__Reading text__.
· · · · · · ·

May 9, 2006 in City
Making connections, peace
Chris Ray couldn’t help but wonder: Who was she? Where is she now? Why did she give me away?
Like other adopted children, Ray often thought about the mother he never met, the woman who brought him into the world but was unable to keep him.
Last year, the Cheney resident decided to look for her, only to learn that it was too late. Jean Violet Malm, who gave birth to him 48 years ago, had been dead for nearly a decade.
But his search didn’t end in vain.
Although Ray never met his biological mother, he discovered an entire family – four half-brothers, aunts, uncles and other relatives who have embraced him as one of their own.
This weekend, children of all ages will honor the women who tucked them into bed when they were little, who helped them get ready for school, who beamed with pride on their graduation day. Rarely celebrated, or even remembered, are the sacrifices made by women like Ray’s birth mom, who relinquished her son to give him a chance at a better life.
Before she died of cancer in 1996, Malm never stopped thinking about the baby boy she gave up for adoption, her siblings later told Ray. When she got pregnant in 1958 while unmarried, she chose to live with nuns in a Sprague convent until she delivered the baby. The child’s existence became the family secret, and even Jean Malm’s three younger children never knew about Ray.

· · · · · · ·

__Work to complete__.
**1)** Would you copy the stretch from "Although Ray never" through "a better life." in the article on Chris Ray's search, word for word?
**2)** Can you turn the paragraph in the article on Chris Ray's search that begins "Before she died of cancer in 1996" into a short list that keeps its main facts?
**3)** How would you continue the article on Chris Ray's search past its last paragraph?

· · · · · · ·

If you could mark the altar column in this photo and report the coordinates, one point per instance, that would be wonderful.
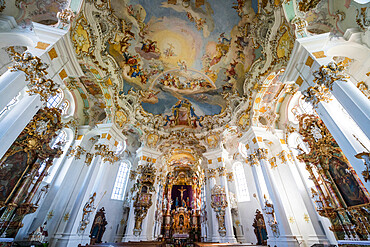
(146, 156)
(228, 218)
(212, 182)
(130, 204)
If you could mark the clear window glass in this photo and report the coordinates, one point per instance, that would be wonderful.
(64, 107)
(53, 101)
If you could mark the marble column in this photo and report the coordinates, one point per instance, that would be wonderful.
(231, 186)
(230, 238)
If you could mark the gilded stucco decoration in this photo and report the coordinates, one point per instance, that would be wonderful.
(143, 187)
(2, 5)
(65, 17)
(36, 74)
(316, 94)
(362, 18)
(328, 74)
(81, 37)
(30, 156)
(307, 5)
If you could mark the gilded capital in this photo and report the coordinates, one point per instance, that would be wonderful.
(261, 153)
(328, 74)
(221, 171)
(211, 173)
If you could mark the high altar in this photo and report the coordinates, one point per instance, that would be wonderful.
(181, 204)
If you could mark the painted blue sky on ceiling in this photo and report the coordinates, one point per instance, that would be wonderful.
(173, 51)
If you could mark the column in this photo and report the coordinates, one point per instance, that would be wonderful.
(212, 182)
(228, 218)
(266, 187)
(146, 156)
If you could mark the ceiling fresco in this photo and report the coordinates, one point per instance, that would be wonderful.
(180, 51)
(171, 66)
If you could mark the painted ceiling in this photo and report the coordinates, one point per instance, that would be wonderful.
(181, 51)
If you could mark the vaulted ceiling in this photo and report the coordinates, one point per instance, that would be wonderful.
(159, 68)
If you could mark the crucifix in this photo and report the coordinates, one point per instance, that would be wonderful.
(182, 192)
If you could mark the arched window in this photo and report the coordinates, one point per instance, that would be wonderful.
(121, 181)
(53, 101)
(12, 103)
(64, 107)
(241, 183)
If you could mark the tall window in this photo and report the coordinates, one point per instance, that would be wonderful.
(60, 139)
(121, 181)
(241, 183)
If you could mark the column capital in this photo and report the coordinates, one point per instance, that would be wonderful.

· · · · · · ·

__Task-by-task results__.
**1)**
Although Ray never met his biological mother, he discovered an entire family – four half-brothers, aunts, uncles and other relatives who have embraced him as one of their own.
This weekend, children of all ages will honor the women who tucked them into bed when they were little, who helped them get ready for school, who beamed with pride on their graduation day. Rarely celebrated, or even remembered, are the sacrifices made by women like Ray’s birth mom, who relinquished her son to give him a chance at a better life.

**2)**
- Jean Malm died of cancer in 1996.
- Her siblings later told Ray she never stopped thinking about the baby boy she had given up for adoption.
- Pregnant and unmarried in 1958, she chose to live with nuns in a Sprague convent until the birth.
- The child's existence became the family secret, and even her three younger children never knew about Ray.

**3)**
The baby who would later be known as Chris Ray was adopted through Catholic Charities’ maternity care and adoption program, which housed pregnant women and newborns at the old St. Anne’s on North Cedar Street. From the late 1920s until the ‘80s, the old brick building was a sacred place for many of the women who sought refuge there. Hundreds, perhaps thousands, of infants were adopted out of St. Anne’s.
In the last decade or so, some of these children have contacted Sandy Maher of Catholic Charities trying to locate their birth mothers and biological families. Every year, at least 15 and as many as 25 people seek her investigative work and expertise.
Maher can’t guarantee the outcome of each search. Some reunions have happy endings; in other cases, someone in the adoption triad of birth mothers, adoptees and adoptive parents may object to meeting.
“It’s highly emotional and very complicated,” said Maher, a court-appointed intermediary. “It’s extremely painful for birth moms who have to relive that loss. So many are still grieving that choice they made, even if it was the best choice they could make at the time.”
Ray and his four half-brothers consider themselves lucky to have found one another.
“I’ve always wanted an older brother,” said Randy Roach, a sergeant for the Pasco Police Department and the oldest of the four. “At first we were shocked, but the trepidation turned into excitement. Now we’re just happy to have him.”
Before Ray’s adopted mother died, she encouraged him to seek information about his birth mother. But Ray wasn’t expecting to get more than his own medical history from Maher’s search. So he was both touched and amazed to receive such a warm reception.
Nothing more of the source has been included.